* [Exercises to complete]
A. Reproduce the part of the forum thread on mirroring files across machines that runs from "BUT... and this" through "could be wrong.".
B. In two sentences, give the gist of the forum thread on mirroring files across machines.
C. Pick up the forum thread on mirroring files across machines after its final sentence and keep it going.

## START Selected extract

All wrong... but... by Psarchasm · 2003-10-29 15:37 · Score: 1

I've only seen one answer thus far that even comes close to solving the problem as the user attempted to describe it. But I think the problem was that the person didn't know exactly what they really wanted, and therefore worded the question poorly.

The correct answer to this question is a mixture of solutions... as it makes no sense to completely mirror a filesystem accross multiple workstations. You'll never need to carry that entire filesystem with you at all times unless it carries your booting operating system.

Therefore I present my solution:

For the home user... dedicate two machines (your servers) to the redundant raid of your choice and means. RAID 5 could be the answer, RAID 1 could be the answer... RAID 5+1 could be the answer... not enough information is given to know just how much and what CRITICAL data you could possibly have at home. However this does give you a level of redundancy at the drive level. I would highly suggest making use of LVM in servers with more space to add drives later down the line.

Next step is to mirror the data accross the two servers. I suggest CODA. Not terribly difficult to install, RPMs available if thats the way you bend, lots of time under its belt and because of what we are about to do, Windows is not required.

So how do my Linux and Windows clients get to the data? Well. There are a bunch of ways to accomplish this. You could install multiple types of network filesystems to support multiple operating systems. Which to me has always seemed rather crappy. Who wants to match all those user ids one might use. Or, horror of horrors, allow SMB or NFS (or Appletalk) out of the local network? Not me. BUT... what about WebDAV? Still somewhat in its infancy - and its already had a rather significant remote hole - it is fairly elegant. Linux, Windows 2000+, and MacOS X all support it... its web based (so your going to be running a web server too)... and your can run the whole thing under SSL. This makes it available to you from just about anywhere, and using just about anyones computer (though there are certainly security issues when authenticating if you want to do this). And it will natively pass through just about any firewall (including Application Proxy firewalls).

BUT... and this does suck, you cannot manipulate files directly on the WebDAV share. Files must be copied to local storage, editted, then copied back over.

So... your looking at Linux, LVM, RAID (hardware preferably), CODA, LVS (if you so desire), Apache, and WebDAV. Reading between the lines this really sounds more like what you are really looking for.

Of course, thats just my opinion. I could be wrong.

--
http://windows.scares.us

Raid across the network.. by technos · 2003-10-29 15:49 · Score: 1

I tried something like this back in 97-98.

Set up nfs servers on all the the computers that would store the data (servers), and setup loopback and software raid on the systems that would access it (clients). There was overlap between the two groups.

Created a couple hundred meg file on each of the computers in the exported directory. dd, yadda yadda..

Wrote a short script to mount all the exported trees, slap the files it found on loopback, and copied it around the clients. Made sure it would look for a lockfile, don't want more than one client accessing them at a time. Was a simple touch and exists affair.

Used one machine to make a raid, FS, etc, on the loopbacked devices.

Wrote a second script that would take the loopbacked devices and mount the raid.

Never quite got it to run right tho, just bought a tape drive instead. Guess you could play with it. The significant logical prob seemed to be that until you unmounted the raid and the NFS tree, you couldn't rely on data actually being written. Course, the raid code sucked donkey back then, and the NFS code was just erratic, so.. Mebbe things have improved.

## END Selected extract
## START Dataset section

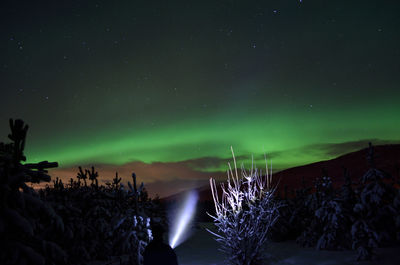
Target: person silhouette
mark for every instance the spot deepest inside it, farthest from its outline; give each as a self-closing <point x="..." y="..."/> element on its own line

## END Dataset section

* [Final answers]
A.
BUT... and this does suck, you cannot manipulate files directly on the WebDAV share. Files must be copied to local storage, editted, then copied back over.

So... your looking at Linux, LVM, RAID (hardware preferably), CODA, LVS (if you so desire), Apache, and WebDAV. Reading between the lines this really sounds more like what you are really looking for.

Of course, thats just my opinion. I could be wrong.

B. One poster suggests that home users put two servers on RAID with LVM, mirror the data between them with CODA, and reach it from Linux, Windows, and MacOS X through WebDAV over SSL, though files must be copied locally to be edited. Another poster describes building a RAID over NFS-exported loopback files in 97-98 that never ran right, because written data couldn't be trusted until the RAID and NFS tree were unmounted, so that poster bought a tape drive instead.

C.
--
.sig: Now legally binding!

Keep it simple, ...... by ericman31 · 2003-10-29 16:03 · Score: 1

While all of these ideas are "really cool", let's operate on the KISS principle here. With the low cost of IDE RAID these days, why not just create a RAID 1 mirror set and NFS export it. You could do 200 GB for probably $300 or so, based on a quick check of the prices on Comp USA. And if you really want distributed redundancy, set up a second system with another RAID 1 array. Then rsync the two with cron.

Using nbd or afs is pretty cool, technically speaking, buy way overkill for a home network and way more trouble, both to set up and to maintain, than it's worth. Instead, for the cost of one more PC you can set up a very redundant system. And in the extremely unlikely case that you lost both hard drives supporting your primary nfs simultaneously you could redirect yourself to your secondary and keep right on working. In a more likely scenario, where you lose just one drive, you immediately rsync to the secondary, repoint all clients to the secondary, and keep going. Replace the failed drive in your primary, then you could either fail back, or demote it to be the new secondary.

Why make it so hard?

--
In my universe I'm perfectly normal, it's not my fault you don't live in my universe.

Eight computers? by Laconian · 2003-10-29 16:37 · Score: 1

Eight computers????
(deep breath) NERD!!!!!!!!!!

give me a break. by twitter · 2003-10-29 17:54 · Score: 1

Compiling? Why? Why not just log into the box and do your compiling there?

I'd considered the problem from the perspective of grouping up many small hard drives in various boxes to get more and more secure storage for archiving, not something active like compiling your kernel.

As for the floppy example, you should note how good the performance was. He moved a 3.6MB file to it in 32 seconds, that might sound slow to you and me, but 112KB/s, close to the USB maximum throughput. The RAID software used the interface. If I'vr decided I want to archive something via my network, I've already decided that the delay is worth it. If a net RAID sucks down my data as fast as I can send it, but also gives me error correction, I've done myself a favor by using it. This might not work so well for kernel compiling, but it would be just fine for tar files of images.

--

Friends don't help friends install M$ junk.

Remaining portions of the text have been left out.